→ Written exercise: Reproduce the entries exactly.

→ Available data:

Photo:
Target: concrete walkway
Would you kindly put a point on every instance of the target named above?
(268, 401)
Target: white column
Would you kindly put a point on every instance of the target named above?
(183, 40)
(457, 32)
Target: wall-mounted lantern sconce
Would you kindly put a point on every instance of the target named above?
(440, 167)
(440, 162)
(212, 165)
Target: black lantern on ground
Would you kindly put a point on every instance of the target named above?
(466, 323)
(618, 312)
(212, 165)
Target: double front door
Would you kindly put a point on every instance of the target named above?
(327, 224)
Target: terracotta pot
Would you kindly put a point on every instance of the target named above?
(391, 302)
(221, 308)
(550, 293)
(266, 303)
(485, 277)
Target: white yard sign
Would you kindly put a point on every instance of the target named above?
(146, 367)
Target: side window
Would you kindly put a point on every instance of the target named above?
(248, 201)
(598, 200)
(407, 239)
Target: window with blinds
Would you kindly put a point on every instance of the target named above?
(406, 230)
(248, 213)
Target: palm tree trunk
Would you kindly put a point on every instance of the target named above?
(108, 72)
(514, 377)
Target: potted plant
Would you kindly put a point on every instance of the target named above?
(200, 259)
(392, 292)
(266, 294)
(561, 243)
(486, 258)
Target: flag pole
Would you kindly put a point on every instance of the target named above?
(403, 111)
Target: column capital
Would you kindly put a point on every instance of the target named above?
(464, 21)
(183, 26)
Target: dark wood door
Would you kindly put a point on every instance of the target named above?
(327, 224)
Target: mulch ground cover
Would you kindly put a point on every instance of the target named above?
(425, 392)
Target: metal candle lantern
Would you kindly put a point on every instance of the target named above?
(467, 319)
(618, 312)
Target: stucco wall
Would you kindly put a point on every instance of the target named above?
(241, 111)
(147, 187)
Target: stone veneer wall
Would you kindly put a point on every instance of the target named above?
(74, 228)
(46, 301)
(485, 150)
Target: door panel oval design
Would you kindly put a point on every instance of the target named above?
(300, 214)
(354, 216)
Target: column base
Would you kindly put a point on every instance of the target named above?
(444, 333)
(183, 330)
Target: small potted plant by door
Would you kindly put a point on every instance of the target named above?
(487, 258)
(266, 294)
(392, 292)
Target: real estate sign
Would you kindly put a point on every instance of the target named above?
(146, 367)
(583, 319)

→ Solution to the problem:
Photo:
Target: concrete walkway
Would you kindly put a point on every instance of the target named above?
(268, 401)
Target: white column
Would you kindly put a point on every instance of the target named above?
(183, 40)
(457, 32)
Target: wall-mounted lantern sconce
Would you kindly put a point on every instance of the target named above?
(440, 167)
(440, 162)
(212, 165)
Target: black lantern on ground
Would you kindly put a point on every instance of the target named above?
(466, 323)
(618, 312)
(212, 165)
Target: double front door
Would you kindly put a point on every instance of the target named above?
(327, 224)
Target: terracotta pot
Would you kindly put a point on every instance of the target named above?
(391, 302)
(221, 308)
(550, 293)
(266, 303)
(485, 277)
Target: white yard sign
Would you kindly put a point on every instance of the target named above?
(146, 367)
Target: side window
Would you kindly put a point on every instance of the target named above?
(248, 201)
(598, 200)
(407, 239)
Target: window with blinds
Would you kindly put a point on every instance of the target named above?
(406, 230)
(248, 213)
Target: palm tree trunk
Would you kindly put a point on every instance of the target named above?
(108, 72)
(514, 377)
Target: potted plant
Would you kindly put a point on every instance of the target named above?
(200, 259)
(392, 292)
(266, 294)
(561, 243)
(486, 258)
Target: flag pole
Would you kindly put a point on every instance of the target named above?
(403, 111)
Target: column capital
Would you kindly put a point on every instance of the target named above?
(464, 21)
(183, 26)
Target: dark wood door
Would you kindly put a point on every instance of the target named above?
(327, 224)
Target: mulch ground cover
Would you kindly put a point on every instance of the target named above?
(425, 392)
Target: metal candle lantern
Would you kindly put a point on every instance of the target named above?
(467, 319)
(618, 312)
Target: stucco wall
Would you kindly put a point on every instance of the target named above?
(241, 111)
(147, 187)
Target: stone veneer wall
Would you kindly put a point on every instance of the target named above?
(74, 228)
(46, 301)
(485, 150)
Target: door panel oval design
Would you kindly put a point on every instance of the target named above?
(300, 214)
(354, 216)
Target: column base
Would you kindly put a point on every instance of the target named above?
(444, 333)
(183, 330)
Target: small potted plant by door
Would you kindly put a point on every instance of the target named above?
(487, 258)
(266, 294)
(392, 292)
Target: real estate sign
Would you kindly put a point on every instance of the target named above?
(146, 367)
(583, 319)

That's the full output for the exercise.